Please rewrite only the part of the listing that opens with the line containing "Isolate floral print top in the photo." and closes with the line containing "[105,483,205,573]". Change every "jacket" to "coat" and keep all else unchanged.

[Items from a dataset]
^^^^^^^^^^^^^^^^

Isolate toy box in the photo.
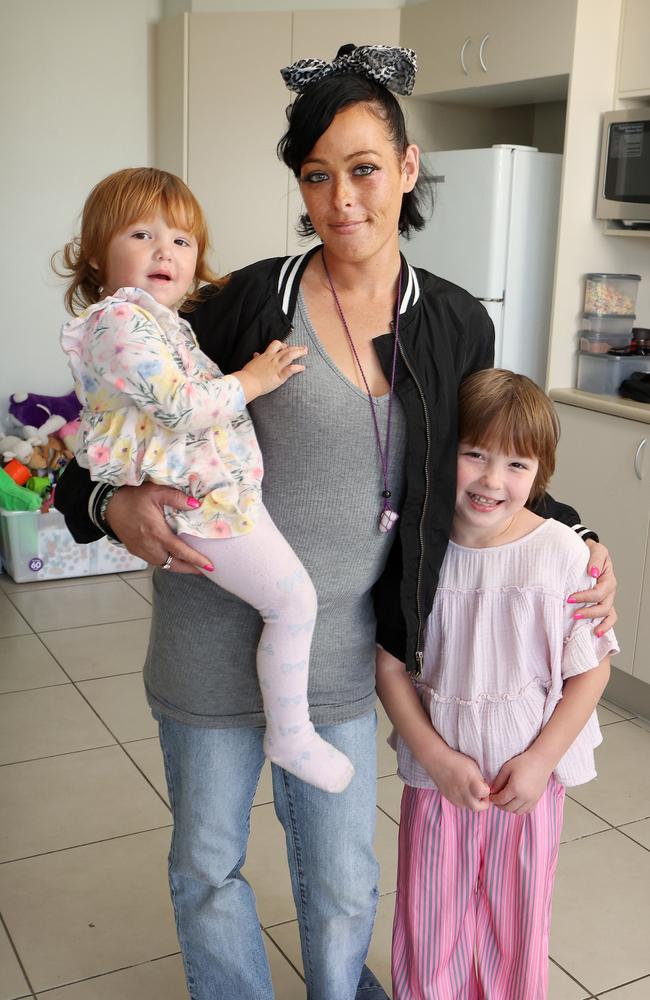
[0,509,147,583]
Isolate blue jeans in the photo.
[159,713,385,1000]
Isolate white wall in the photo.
[0,0,162,418]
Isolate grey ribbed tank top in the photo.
[144,296,406,728]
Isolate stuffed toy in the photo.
[0,434,36,468]
[54,420,81,451]
[9,389,81,427]
[14,416,66,444]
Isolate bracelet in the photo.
[94,484,119,540]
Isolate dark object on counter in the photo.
[607,326,650,358]
[630,326,650,354]
[618,372,650,403]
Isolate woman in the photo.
[57,47,613,1000]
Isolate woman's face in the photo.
[300,104,419,263]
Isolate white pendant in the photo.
[379,507,399,535]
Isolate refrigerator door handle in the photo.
[478,32,490,73]
[460,37,472,76]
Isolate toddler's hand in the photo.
[235,340,307,403]
[428,748,490,812]
[490,750,553,816]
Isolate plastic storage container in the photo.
[580,330,630,354]
[585,273,641,316]
[0,512,147,583]
[582,313,636,336]
[577,351,650,396]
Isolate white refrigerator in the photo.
[402,145,562,386]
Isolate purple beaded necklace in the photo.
[321,251,402,534]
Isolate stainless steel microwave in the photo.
[596,108,650,228]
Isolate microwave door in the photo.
[605,121,650,204]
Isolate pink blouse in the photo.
[397,520,618,788]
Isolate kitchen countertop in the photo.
[549,389,650,424]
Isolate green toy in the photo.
[0,469,41,510]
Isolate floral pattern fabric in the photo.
[61,288,263,538]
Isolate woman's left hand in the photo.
[568,538,618,635]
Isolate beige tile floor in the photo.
[0,572,650,1000]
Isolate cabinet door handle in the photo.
[478,34,490,73]
[634,438,646,479]
[460,38,472,76]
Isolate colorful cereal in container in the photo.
[585,274,641,316]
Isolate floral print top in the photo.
[61,288,263,538]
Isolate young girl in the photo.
[61,168,354,792]
[377,369,618,1000]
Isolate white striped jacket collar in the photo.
[277,247,421,321]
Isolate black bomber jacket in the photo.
[55,247,587,674]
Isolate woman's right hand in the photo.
[427,747,490,812]
[234,340,307,403]
[105,483,205,573]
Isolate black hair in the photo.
[278,46,433,236]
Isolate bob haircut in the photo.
[278,68,433,236]
[458,368,560,506]
[52,167,221,315]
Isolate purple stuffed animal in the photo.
[9,389,81,427]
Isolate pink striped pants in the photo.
[393,777,564,1000]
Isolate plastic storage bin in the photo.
[0,512,147,583]
[577,351,650,396]
[585,273,641,316]
[580,330,630,354]
[582,313,636,336]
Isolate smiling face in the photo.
[452,441,539,547]
[96,213,198,308]
[300,104,418,263]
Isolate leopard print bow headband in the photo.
[280,45,418,97]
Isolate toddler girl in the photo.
[61,168,354,792]
[377,369,618,1000]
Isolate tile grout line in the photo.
[0,913,36,1000]
[0,823,172,868]
[598,976,650,998]
[34,612,151,636]
[548,955,594,1000]
[615,820,650,854]
[0,618,171,811]
[0,744,117,768]
[32,951,180,997]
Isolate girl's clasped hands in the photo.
[428,747,553,816]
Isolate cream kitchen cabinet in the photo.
[155,9,399,274]
[618,0,650,97]
[551,403,650,681]
[400,0,575,96]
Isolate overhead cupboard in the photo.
[618,0,650,98]
[154,9,400,274]
[400,0,576,100]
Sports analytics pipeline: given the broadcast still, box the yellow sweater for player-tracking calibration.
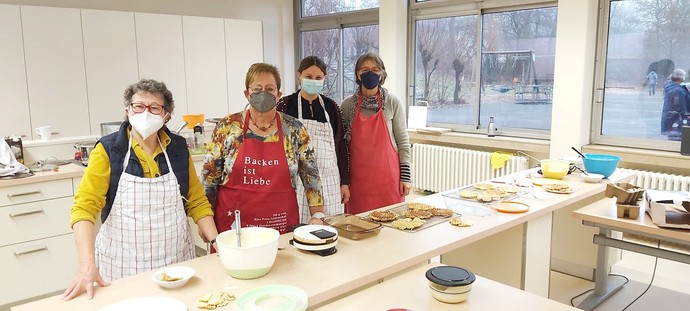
[70,131,213,226]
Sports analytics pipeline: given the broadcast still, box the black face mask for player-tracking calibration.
[249,91,278,112]
[359,71,381,90]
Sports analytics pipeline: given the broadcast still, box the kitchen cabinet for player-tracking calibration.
[81,10,139,135]
[134,13,187,129]
[0,177,78,305]
[225,19,264,112]
[183,16,229,125]
[0,4,33,137]
[20,6,89,139]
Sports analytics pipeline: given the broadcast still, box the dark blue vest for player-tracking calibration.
[96,121,189,222]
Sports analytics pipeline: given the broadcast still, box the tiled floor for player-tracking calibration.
[551,251,690,311]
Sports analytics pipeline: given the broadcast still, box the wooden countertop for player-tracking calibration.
[12,172,624,311]
[0,164,85,188]
[314,263,579,311]
[573,198,690,244]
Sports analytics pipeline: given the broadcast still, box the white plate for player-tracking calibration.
[237,285,309,311]
[542,186,577,194]
[98,296,187,311]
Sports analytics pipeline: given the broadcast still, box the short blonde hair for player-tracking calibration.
[244,63,280,90]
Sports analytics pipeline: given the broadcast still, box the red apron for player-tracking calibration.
[213,111,299,234]
[345,94,404,214]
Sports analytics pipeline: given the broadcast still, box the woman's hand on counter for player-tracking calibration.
[400,181,412,196]
[62,262,110,300]
[340,185,350,204]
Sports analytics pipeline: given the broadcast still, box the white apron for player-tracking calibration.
[295,92,345,224]
[96,136,195,281]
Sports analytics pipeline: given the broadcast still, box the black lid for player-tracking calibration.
[426,266,477,287]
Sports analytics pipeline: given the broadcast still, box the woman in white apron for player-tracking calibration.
[278,56,350,223]
[63,80,218,300]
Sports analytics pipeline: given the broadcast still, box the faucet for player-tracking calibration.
[175,121,189,135]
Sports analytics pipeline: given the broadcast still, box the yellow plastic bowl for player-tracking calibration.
[540,159,570,179]
[182,113,204,129]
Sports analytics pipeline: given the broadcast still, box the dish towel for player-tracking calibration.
[491,151,513,170]
[0,139,30,176]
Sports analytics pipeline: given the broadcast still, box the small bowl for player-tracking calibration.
[539,159,570,179]
[426,266,477,303]
[429,284,472,303]
[580,173,604,183]
[151,266,195,288]
[323,214,383,240]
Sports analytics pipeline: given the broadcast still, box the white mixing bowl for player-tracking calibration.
[216,227,280,280]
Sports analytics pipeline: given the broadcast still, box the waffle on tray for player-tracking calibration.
[369,211,398,222]
[391,218,426,230]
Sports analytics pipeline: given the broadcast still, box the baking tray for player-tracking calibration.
[363,203,461,232]
[441,185,528,208]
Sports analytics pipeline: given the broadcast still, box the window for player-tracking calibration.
[594,0,690,151]
[412,5,557,136]
[301,0,379,17]
[297,0,379,102]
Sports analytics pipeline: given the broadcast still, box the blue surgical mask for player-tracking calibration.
[302,79,323,95]
[359,71,381,90]
[249,91,278,112]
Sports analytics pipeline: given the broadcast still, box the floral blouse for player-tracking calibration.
[201,112,323,207]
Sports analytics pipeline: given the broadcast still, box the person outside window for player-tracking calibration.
[647,70,658,95]
[340,53,411,214]
[277,56,350,223]
[62,79,218,300]
[661,69,690,135]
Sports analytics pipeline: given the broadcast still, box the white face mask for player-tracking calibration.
[129,110,165,140]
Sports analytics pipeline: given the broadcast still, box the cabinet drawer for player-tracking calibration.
[0,234,77,305]
[0,197,74,246]
[0,178,74,206]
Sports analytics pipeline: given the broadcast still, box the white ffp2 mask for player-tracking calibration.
[129,110,165,140]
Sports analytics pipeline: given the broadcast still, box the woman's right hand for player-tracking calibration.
[62,263,110,300]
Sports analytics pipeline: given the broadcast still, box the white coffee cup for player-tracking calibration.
[36,125,53,140]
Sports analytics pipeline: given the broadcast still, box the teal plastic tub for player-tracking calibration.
[582,153,621,178]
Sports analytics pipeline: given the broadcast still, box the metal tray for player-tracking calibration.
[441,185,528,205]
[364,203,461,232]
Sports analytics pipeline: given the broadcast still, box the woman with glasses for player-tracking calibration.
[278,56,350,223]
[340,53,411,214]
[63,79,218,300]
[201,63,324,239]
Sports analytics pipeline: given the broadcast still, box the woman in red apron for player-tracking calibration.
[202,63,323,234]
[341,53,411,214]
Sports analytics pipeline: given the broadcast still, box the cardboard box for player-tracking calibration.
[645,190,690,229]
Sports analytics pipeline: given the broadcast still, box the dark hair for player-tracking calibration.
[297,55,328,75]
[244,63,280,91]
[355,52,388,85]
[124,79,175,113]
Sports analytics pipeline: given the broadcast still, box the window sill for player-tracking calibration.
[408,129,550,158]
[582,145,690,176]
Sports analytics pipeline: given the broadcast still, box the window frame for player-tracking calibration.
[407,0,558,139]
[590,0,680,152]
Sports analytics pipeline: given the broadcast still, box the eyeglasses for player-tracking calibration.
[249,84,278,94]
[129,103,165,114]
[359,67,381,75]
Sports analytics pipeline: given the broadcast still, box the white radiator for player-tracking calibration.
[619,168,690,191]
[411,144,528,192]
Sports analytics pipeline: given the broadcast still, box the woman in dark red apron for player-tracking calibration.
[202,63,323,234]
[341,53,411,214]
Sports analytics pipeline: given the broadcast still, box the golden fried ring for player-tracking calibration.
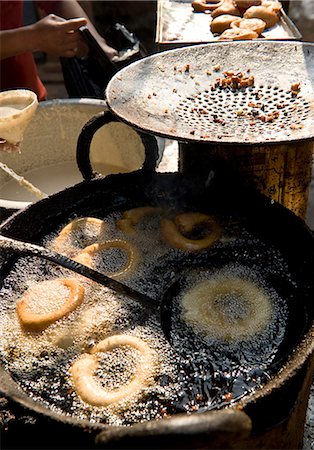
[231,17,266,35]
[53,217,105,256]
[234,0,262,11]
[71,334,154,406]
[181,276,272,341]
[192,0,224,12]
[210,14,239,33]
[218,28,258,41]
[211,0,241,19]
[243,2,279,28]
[161,212,222,252]
[117,206,161,234]
[73,239,139,279]
[16,278,84,331]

^^^^^^^^^^^^^^^^

» The solution:
Isolate floral print top in the photo.
[61,288,263,538]
Isolate young girl in the photo.
[61,168,354,792]
[377,369,618,1000]
Isolate white striped coat collar in the photo.
[277,247,421,321]
Isolate black bomber coat in the photo.
[55,247,587,674]
Isolate woman's right hand in the photo.
[427,747,490,812]
[234,340,307,403]
[105,483,205,573]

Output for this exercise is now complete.